• SHORT TASK
Reproduce the lines word for word, starting with the line that contains "For every instance of the dealership" and going on through the last line, with both ends included.

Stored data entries
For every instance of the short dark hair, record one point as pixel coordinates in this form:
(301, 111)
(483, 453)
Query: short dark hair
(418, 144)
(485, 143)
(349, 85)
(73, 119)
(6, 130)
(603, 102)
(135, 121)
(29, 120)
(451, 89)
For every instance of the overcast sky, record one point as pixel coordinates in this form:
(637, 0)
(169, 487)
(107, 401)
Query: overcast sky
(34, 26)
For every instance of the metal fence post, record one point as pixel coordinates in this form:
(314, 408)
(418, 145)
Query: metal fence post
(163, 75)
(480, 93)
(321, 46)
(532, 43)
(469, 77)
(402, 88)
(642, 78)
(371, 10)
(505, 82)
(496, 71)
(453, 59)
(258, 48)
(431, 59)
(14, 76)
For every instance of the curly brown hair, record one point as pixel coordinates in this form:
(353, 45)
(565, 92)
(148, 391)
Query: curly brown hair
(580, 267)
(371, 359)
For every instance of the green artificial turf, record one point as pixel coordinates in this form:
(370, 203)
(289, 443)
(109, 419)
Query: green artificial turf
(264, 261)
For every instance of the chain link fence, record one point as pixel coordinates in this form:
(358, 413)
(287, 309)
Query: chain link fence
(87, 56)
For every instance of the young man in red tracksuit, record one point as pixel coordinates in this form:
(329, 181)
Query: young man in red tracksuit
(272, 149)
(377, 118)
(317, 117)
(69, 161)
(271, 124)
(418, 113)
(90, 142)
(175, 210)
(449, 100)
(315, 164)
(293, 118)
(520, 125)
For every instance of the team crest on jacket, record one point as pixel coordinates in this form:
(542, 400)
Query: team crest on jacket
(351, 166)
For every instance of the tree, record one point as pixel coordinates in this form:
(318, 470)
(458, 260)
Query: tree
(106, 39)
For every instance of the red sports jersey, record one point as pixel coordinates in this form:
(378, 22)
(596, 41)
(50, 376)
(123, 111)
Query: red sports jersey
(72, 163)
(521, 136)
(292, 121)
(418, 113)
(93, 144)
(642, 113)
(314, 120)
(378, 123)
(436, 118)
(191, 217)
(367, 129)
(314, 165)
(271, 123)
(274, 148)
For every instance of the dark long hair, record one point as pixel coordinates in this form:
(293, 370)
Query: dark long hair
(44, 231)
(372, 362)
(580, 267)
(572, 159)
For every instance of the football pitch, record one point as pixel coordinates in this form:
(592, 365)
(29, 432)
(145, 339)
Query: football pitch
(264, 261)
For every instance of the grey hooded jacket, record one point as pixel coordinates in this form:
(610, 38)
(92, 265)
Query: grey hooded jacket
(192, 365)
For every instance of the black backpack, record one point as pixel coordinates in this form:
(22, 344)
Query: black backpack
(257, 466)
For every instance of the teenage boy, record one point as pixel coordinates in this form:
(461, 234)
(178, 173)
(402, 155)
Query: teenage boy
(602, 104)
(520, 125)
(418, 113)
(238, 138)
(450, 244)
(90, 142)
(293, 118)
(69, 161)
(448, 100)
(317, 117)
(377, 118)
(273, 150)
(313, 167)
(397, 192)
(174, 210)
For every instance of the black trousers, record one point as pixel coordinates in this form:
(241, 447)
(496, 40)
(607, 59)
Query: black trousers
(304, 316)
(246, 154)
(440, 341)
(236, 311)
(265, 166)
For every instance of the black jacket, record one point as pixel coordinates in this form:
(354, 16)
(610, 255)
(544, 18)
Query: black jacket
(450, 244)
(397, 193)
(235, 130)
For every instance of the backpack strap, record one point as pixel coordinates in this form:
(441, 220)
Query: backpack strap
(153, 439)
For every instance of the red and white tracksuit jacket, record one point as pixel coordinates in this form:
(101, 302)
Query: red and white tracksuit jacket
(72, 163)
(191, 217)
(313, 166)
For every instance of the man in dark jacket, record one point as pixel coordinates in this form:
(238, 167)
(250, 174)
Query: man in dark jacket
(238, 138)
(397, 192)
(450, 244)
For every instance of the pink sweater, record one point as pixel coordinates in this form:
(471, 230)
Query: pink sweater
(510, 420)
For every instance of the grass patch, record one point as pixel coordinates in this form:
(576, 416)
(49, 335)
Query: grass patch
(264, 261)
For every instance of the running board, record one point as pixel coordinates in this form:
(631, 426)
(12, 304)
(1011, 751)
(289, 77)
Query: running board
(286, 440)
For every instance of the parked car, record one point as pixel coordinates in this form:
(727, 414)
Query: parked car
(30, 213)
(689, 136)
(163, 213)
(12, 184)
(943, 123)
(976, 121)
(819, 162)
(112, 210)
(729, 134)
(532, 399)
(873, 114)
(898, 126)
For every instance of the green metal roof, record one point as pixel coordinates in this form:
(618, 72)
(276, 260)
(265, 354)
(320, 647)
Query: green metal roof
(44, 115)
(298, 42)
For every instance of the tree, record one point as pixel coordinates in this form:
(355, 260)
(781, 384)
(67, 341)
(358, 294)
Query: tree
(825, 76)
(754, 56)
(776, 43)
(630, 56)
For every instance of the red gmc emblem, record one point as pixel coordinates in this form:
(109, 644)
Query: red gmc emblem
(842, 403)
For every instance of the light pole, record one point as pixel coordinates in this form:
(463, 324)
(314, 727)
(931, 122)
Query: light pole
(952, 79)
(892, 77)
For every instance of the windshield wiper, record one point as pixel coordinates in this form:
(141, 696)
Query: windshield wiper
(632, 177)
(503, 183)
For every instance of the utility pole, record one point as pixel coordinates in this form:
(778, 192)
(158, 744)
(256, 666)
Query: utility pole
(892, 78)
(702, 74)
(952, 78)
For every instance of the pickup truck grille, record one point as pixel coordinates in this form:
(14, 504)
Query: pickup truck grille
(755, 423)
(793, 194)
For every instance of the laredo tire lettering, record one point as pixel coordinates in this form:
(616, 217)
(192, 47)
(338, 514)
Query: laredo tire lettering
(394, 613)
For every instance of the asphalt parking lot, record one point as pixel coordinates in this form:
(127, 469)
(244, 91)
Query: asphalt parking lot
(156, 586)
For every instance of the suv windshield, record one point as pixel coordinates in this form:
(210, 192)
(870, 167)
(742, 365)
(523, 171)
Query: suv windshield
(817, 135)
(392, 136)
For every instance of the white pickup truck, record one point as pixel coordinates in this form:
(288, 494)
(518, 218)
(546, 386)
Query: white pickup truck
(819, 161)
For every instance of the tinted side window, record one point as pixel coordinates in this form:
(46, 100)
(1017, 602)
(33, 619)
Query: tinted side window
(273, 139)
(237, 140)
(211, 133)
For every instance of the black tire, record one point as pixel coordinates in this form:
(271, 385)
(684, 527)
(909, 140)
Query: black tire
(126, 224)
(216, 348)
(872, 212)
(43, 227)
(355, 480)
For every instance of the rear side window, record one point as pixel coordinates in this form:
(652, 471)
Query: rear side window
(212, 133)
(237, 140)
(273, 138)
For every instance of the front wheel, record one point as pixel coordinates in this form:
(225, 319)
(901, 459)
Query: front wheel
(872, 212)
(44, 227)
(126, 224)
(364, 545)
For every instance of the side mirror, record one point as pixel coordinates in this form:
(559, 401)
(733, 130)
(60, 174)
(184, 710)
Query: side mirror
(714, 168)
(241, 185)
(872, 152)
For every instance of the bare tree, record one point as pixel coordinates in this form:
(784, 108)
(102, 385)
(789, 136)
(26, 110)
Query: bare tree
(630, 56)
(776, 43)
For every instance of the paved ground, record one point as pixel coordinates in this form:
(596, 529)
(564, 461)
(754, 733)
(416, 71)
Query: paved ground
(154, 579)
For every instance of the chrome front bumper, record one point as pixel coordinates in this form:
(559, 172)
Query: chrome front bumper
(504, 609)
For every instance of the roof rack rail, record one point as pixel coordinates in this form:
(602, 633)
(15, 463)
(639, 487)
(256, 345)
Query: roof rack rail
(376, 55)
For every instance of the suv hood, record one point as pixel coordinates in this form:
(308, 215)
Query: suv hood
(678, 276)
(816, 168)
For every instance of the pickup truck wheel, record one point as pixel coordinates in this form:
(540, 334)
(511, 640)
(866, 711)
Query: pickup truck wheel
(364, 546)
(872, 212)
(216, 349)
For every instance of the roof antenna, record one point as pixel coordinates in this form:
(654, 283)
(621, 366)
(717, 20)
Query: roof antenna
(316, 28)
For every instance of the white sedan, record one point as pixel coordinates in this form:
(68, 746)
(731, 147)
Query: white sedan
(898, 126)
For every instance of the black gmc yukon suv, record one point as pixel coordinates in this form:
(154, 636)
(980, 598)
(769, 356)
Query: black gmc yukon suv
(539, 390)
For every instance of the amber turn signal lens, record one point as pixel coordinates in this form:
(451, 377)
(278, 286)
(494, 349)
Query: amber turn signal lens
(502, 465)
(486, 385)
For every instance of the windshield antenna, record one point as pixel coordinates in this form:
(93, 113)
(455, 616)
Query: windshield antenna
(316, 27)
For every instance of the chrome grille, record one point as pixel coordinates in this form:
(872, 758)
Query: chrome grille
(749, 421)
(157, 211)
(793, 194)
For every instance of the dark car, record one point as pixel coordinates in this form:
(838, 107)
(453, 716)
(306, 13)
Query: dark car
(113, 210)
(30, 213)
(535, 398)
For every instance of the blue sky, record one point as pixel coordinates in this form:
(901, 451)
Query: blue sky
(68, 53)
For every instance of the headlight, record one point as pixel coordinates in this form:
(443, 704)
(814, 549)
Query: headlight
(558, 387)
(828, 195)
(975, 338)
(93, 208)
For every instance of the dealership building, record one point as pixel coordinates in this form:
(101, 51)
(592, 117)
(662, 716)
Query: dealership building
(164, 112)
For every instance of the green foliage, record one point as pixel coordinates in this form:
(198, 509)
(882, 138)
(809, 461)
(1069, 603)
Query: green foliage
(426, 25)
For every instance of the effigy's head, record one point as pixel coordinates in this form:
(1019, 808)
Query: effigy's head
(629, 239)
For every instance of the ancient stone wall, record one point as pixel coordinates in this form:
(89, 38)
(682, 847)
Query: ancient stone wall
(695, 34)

• EXERCISE SOLUTION
For every instance of the dealership building, record one point as pixel coordinates in this form:
(101, 51)
(592, 117)
(662, 716)
Query: dealership building
(164, 112)
For every instance of the green foliage, record one point as pixel coordinates in this form:
(198, 509)
(882, 138)
(809, 461)
(1069, 603)
Query: green foliage
(426, 25)
For every instance of the effigy's head, record one point as pixel coordinates in this form:
(1019, 808)
Query: effigy's head
(629, 239)
For every instance of the ancient stone wall, record one point as pixel coordinates in this form:
(89, 38)
(682, 847)
Query: ancient stone wall
(695, 34)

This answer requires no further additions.